◆ TO DO ◆
Output the lines below as a JSON list of strings, one string for each line and no blank lines. Leave the pictures out.

--- Begin DATA EXTRACT ---

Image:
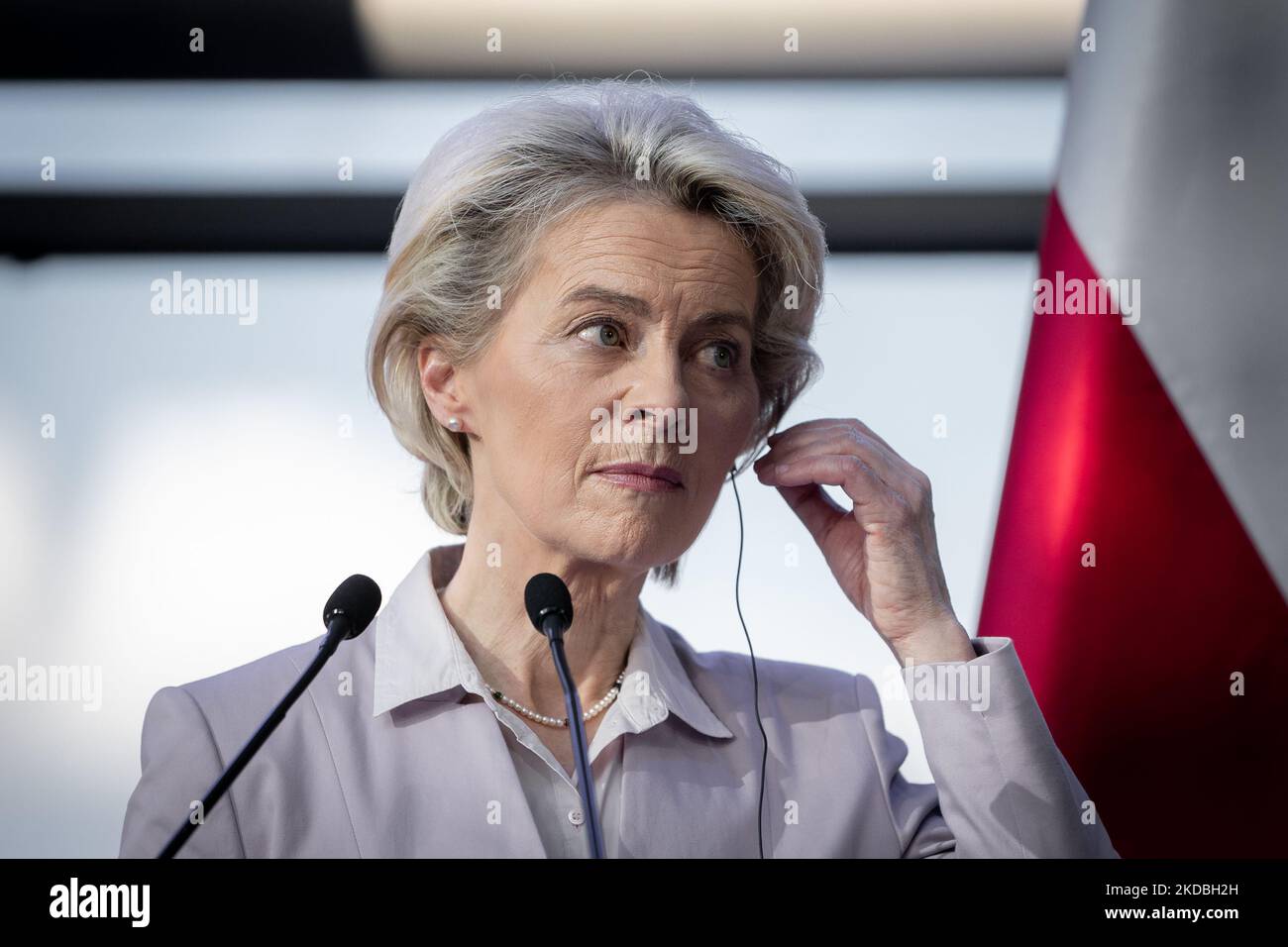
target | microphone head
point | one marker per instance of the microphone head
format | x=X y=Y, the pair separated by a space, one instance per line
x=359 y=599
x=544 y=594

--- End DATA EXTRACT ---

◆ RESULT FOR THIS TASK ◆
[
  "Image:",
  "target | microphone head",
  "point | one marker per instance of the microphone head",
  "format | x=X y=Y, the pair separated by a space, one instance per line",
  "x=359 y=599",
  "x=544 y=594"
]